▶ [Data extracts]:
- Opening Delimiter -

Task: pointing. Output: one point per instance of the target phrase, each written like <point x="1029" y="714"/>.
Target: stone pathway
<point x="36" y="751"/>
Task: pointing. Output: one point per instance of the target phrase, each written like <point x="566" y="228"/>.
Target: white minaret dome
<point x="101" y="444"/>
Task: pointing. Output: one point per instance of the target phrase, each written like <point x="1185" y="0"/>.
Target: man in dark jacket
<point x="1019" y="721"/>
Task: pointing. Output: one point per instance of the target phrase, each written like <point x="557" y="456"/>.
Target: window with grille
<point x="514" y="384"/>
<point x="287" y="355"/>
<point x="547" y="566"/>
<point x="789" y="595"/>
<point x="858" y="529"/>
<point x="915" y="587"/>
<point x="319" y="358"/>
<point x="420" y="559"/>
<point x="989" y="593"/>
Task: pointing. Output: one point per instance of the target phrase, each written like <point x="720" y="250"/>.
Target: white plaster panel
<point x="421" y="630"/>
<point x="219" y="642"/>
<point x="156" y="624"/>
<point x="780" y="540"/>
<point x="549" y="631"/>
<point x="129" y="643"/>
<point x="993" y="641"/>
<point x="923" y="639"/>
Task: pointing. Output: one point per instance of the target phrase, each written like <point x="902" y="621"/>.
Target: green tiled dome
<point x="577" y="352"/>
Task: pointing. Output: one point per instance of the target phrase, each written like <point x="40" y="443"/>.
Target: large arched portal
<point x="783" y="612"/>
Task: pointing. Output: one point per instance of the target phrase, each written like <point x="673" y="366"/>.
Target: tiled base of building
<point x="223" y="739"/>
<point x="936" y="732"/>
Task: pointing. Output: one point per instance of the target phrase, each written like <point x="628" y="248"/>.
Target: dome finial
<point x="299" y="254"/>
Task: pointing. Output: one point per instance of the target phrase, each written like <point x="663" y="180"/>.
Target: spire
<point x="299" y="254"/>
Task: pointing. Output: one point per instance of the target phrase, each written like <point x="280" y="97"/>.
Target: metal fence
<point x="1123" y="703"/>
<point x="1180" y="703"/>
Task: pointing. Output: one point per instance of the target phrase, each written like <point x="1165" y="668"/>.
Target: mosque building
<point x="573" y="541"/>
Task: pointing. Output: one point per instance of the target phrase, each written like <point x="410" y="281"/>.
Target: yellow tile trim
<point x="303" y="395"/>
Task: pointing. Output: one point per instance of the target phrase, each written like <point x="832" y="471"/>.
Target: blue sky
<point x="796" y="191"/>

- Closing Delimiter -

▶ [Your assignment]: Could you retype every record above exactly as it appears?

▶ [Written answer]:
Task: pointing. Output: one point per instance of the target phrase, each written like <point x="1029" y="714"/>.
Target: stone pathway
<point x="36" y="751"/>
Task: pointing. Output: one point per instance of the target phrase, each written like <point x="566" y="228"/>.
Target: white minaret dome
<point x="101" y="444"/>
Task: pointing. Output: one point per instance of the target phrase, each written like <point x="1185" y="0"/>.
Target: man in dark jacket
<point x="1019" y="721"/>
Task: pointing. Output: one point per instance of the target phrase, each written like <point x="557" y="456"/>.
Target: window with grille
<point x="514" y="384"/>
<point x="287" y="355"/>
<point x="547" y="566"/>
<point x="789" y="595"/>
<point x="858" y="529"/>
<point x="915" y="587"/>
<point x="319" y="358"/>
<point x="420" y="559"/>
<point x="989" y="593"/>
Task: pointing. Output: one point per instance of the target phrase, each written like <point x="720" y="250"/>.
Target: white plaster panel
<point x="421" y="630"/>
<point x="219" y="642"/>
<point x="156" y="624"/>
<point x="780" y="540"/>
<point x="549" y="631"/>
<point x="129" y="643"/>
<point x="993" y="641"/>
<point x="923" y="639"/>
Task: pointing. Output: one point per instance of the target phrase, each written like <point x="902" y="621"/>.
Target: green tiled dome
<point x="577" y="352"/>
Task: pointing. Output: one point per instance of the target phrase, each written like <point x="40" y="443"/>.
Target: large arched portal
<point x="783" y="612"/>
Task: pointing. Output: one point per instance of the target phrase, each written like <point x="673" y="366"/>.
Target: tiled base of building
<point x="223" y="739"/>
<point x="936" y="732"/>
Task: pointing. Output: one point per instance of the target phrase, each written like <point x="628" y="248"/>.
Target: dome finial
<point x="299" y="254"/>
Task: pointing. Output: one point per instance of the target phrase, each written like <point x="663" y="180"/>.
Target: spire
<point x="299" y="254"/>
Task: pointing. Output: one point per instance of the target phrase, each written like <point x="280" y="97"/>.
Target: metal fence
<point x="1123" y="703"/>
<point x="1180" y="703"/>
Task: pointing. Output: one point per instance of the target phrase, each written like <point x="1165" y="668"/>.
Target: mosque building
<point x="573" y="541"/>
Task: pointing. Output: one point per instance of the target phrase, each written like <point x="410" y="281"/>.
Target: yellow tile trim
<point x="303" y="395"/>
Task: pointing. Output: one point per instance of the target phrase, each written like <point x="832" y="471"/>.
Target: blue sky
<point x="796" y="191"/>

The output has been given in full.